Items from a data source
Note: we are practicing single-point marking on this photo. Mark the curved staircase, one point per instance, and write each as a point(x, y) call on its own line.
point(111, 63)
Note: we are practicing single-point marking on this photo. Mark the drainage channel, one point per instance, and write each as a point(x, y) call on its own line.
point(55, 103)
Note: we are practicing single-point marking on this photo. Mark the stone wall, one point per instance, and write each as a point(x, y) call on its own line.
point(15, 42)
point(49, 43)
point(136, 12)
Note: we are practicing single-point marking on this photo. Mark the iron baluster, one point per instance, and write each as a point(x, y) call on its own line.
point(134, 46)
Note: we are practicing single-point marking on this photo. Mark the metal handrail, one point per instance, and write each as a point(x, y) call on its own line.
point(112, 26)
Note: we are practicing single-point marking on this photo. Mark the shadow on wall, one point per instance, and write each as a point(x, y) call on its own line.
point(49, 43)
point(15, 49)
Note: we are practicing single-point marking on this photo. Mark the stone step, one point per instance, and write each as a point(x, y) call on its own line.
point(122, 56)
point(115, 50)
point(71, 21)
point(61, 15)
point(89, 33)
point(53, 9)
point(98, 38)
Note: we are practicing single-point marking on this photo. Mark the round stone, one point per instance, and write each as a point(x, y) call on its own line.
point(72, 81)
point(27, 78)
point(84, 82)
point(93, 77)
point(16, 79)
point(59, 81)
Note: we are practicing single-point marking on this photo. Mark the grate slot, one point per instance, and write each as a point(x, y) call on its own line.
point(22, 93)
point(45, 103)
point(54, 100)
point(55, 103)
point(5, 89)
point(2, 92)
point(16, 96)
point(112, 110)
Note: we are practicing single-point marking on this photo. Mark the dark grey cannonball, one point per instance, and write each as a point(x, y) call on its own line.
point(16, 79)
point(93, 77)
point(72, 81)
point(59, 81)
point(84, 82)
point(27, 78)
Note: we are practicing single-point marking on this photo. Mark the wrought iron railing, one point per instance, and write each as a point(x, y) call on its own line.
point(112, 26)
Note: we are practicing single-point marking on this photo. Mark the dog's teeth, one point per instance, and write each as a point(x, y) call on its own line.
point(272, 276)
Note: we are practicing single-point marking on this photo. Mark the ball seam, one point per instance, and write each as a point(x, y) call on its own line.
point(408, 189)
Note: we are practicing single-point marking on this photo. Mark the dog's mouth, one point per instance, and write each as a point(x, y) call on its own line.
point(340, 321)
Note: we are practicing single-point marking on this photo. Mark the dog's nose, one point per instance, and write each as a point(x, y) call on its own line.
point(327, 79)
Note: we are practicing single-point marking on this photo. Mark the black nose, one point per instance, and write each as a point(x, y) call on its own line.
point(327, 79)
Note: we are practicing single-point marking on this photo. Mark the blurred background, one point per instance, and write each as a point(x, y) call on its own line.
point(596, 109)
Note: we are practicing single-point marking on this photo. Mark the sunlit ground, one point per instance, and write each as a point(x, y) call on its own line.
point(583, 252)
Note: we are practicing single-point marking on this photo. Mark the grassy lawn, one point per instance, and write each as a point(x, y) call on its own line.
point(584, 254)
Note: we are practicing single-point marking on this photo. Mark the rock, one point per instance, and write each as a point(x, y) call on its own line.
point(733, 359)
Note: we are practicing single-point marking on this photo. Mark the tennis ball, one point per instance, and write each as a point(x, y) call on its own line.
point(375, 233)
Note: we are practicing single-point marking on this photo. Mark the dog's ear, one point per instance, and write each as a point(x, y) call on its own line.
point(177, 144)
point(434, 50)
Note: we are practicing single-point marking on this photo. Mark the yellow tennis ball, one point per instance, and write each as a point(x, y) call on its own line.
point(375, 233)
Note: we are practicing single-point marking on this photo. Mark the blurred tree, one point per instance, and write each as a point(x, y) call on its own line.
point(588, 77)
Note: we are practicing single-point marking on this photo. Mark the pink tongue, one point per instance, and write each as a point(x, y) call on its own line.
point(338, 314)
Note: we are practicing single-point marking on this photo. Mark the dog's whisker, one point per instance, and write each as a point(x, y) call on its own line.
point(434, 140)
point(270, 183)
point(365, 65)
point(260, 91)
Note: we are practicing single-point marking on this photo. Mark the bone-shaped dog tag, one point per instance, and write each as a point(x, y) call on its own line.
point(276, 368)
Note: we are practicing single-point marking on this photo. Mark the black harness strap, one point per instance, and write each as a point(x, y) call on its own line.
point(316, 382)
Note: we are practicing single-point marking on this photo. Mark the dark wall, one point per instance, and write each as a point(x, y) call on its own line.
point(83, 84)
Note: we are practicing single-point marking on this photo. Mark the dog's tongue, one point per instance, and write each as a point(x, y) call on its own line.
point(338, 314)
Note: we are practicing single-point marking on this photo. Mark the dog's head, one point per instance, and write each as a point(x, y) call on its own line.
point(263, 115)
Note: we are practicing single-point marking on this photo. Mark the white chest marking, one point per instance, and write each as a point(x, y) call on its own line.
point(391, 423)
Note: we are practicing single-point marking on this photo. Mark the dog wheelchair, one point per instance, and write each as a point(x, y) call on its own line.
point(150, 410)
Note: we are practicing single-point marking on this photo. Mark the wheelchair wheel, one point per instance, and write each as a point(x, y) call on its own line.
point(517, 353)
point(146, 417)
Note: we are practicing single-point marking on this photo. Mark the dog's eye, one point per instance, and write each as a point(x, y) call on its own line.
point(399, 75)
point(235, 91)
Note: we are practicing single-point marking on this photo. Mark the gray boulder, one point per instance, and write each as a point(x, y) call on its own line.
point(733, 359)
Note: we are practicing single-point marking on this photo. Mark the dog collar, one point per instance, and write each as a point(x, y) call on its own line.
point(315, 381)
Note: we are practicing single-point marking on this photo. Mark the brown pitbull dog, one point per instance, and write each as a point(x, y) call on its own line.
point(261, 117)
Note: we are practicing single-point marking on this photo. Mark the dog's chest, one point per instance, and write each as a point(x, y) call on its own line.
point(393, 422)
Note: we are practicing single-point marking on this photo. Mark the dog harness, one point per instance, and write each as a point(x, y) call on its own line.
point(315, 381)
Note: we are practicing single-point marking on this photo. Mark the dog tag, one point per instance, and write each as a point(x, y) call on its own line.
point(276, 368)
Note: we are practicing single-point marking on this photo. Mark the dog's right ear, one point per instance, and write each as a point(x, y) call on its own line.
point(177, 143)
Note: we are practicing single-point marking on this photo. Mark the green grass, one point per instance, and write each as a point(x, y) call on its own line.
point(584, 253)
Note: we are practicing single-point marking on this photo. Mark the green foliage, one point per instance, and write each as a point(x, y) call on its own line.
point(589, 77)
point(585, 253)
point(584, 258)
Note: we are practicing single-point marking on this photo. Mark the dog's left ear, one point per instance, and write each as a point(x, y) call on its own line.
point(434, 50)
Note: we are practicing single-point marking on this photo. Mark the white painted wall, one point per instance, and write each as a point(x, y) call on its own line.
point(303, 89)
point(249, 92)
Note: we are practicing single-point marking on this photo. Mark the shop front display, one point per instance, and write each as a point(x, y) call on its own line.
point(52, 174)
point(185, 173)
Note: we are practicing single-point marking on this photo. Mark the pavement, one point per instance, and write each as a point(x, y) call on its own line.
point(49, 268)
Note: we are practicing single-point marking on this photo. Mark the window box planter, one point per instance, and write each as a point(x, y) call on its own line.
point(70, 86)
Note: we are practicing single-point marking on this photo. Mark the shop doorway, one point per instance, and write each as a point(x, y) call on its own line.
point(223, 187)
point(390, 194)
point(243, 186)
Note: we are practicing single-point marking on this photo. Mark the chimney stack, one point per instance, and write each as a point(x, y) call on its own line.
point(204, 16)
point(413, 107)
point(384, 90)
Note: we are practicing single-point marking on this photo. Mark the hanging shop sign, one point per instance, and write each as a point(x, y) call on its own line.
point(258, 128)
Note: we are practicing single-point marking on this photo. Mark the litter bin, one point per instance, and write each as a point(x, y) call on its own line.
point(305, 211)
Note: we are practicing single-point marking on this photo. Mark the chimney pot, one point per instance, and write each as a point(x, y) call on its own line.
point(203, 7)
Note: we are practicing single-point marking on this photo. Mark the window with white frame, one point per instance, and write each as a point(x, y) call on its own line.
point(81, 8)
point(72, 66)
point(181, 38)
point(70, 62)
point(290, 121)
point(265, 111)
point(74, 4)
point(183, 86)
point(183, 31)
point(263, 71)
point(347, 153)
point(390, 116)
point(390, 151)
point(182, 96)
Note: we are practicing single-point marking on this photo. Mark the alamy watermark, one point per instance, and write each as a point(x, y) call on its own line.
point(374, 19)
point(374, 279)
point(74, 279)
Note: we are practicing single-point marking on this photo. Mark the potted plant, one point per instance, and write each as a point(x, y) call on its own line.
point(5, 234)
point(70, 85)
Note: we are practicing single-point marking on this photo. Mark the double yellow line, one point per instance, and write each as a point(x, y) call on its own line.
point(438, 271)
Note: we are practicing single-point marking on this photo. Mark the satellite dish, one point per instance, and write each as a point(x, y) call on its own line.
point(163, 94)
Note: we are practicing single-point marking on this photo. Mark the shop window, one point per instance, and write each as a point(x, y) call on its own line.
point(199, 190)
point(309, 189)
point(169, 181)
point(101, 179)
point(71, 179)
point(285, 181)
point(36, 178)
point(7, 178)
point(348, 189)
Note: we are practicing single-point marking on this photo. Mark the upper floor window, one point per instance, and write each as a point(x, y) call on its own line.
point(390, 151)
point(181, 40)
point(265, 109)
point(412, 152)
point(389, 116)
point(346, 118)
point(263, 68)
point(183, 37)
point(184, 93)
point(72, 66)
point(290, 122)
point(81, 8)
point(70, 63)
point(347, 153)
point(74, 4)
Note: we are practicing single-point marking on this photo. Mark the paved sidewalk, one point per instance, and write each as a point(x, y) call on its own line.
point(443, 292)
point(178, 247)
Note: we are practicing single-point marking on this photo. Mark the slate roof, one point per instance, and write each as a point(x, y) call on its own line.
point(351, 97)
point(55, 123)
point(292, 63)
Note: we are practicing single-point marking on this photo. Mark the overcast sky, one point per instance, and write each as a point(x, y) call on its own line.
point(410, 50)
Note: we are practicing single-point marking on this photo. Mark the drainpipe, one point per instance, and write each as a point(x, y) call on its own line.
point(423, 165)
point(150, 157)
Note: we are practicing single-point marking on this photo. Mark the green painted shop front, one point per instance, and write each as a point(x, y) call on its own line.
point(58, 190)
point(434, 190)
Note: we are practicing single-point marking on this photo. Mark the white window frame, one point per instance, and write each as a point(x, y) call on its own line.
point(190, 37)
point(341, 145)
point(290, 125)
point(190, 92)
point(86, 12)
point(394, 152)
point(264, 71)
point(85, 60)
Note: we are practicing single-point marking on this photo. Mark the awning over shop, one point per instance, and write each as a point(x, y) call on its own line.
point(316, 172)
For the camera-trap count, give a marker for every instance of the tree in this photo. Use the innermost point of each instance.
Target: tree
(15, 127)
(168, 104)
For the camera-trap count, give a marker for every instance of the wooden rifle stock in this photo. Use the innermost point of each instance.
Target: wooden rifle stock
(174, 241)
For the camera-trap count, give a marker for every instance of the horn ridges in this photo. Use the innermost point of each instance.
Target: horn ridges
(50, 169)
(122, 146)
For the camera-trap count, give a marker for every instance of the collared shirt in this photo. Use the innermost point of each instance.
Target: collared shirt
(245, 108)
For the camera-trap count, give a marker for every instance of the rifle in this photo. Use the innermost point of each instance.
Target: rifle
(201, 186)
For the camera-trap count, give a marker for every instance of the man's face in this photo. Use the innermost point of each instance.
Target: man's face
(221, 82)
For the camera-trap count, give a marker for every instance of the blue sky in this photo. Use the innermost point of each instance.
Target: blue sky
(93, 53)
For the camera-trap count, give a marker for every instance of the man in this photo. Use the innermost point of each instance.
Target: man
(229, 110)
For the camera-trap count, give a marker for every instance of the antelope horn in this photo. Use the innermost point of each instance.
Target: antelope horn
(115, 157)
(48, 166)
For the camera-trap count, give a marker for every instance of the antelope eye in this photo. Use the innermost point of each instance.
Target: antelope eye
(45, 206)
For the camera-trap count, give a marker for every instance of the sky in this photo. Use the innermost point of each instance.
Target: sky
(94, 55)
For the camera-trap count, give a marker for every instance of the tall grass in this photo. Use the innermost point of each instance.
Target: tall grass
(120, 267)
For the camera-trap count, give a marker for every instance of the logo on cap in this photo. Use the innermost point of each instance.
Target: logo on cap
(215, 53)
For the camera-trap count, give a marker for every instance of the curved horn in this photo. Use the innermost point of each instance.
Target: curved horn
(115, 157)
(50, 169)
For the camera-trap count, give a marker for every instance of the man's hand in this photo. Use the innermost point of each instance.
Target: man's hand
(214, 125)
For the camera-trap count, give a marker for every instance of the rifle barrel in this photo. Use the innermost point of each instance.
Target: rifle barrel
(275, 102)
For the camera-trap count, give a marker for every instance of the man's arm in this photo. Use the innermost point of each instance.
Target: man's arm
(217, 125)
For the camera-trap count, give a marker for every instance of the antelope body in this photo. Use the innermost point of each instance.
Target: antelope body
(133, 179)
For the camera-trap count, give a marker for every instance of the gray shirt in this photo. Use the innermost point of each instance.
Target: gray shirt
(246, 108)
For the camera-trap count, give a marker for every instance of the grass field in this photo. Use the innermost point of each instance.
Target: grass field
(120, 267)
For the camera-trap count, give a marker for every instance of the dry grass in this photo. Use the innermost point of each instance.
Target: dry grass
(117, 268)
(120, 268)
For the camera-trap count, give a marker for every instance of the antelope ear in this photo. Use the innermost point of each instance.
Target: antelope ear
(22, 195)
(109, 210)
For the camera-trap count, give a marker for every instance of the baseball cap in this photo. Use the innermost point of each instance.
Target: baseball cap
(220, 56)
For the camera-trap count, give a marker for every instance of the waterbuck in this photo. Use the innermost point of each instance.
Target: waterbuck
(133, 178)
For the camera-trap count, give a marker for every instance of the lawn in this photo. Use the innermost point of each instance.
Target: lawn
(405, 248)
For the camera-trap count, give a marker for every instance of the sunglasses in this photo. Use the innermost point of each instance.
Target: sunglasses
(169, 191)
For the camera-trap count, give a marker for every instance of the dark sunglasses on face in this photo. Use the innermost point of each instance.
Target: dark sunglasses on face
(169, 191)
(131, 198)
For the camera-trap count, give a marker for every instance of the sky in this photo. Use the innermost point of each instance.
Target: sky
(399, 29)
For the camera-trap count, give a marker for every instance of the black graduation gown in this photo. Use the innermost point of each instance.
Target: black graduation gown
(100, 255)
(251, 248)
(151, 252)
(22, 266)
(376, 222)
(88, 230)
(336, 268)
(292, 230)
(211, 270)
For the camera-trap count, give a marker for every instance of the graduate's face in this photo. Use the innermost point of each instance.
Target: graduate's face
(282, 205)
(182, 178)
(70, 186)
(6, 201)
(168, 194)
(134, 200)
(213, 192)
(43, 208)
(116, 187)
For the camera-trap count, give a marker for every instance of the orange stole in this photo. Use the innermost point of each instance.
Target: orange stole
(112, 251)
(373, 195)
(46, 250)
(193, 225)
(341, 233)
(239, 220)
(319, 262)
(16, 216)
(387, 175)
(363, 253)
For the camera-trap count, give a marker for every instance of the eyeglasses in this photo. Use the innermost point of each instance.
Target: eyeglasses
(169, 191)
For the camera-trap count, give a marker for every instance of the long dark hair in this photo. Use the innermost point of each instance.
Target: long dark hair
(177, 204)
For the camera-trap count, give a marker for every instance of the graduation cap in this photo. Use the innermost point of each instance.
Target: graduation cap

TASK TO CARRY OUT:
Output exactly, and only, the lines running from the one that contains "Target: long dark hair" through the last line of the entries above.

RESULT BELOW:
Target: long dark hair
(177, 204)
For the camera-trap count, give a marker for every instance of the graduation cap in this photo. Use the innermost point of each instance.
Target: graduation cap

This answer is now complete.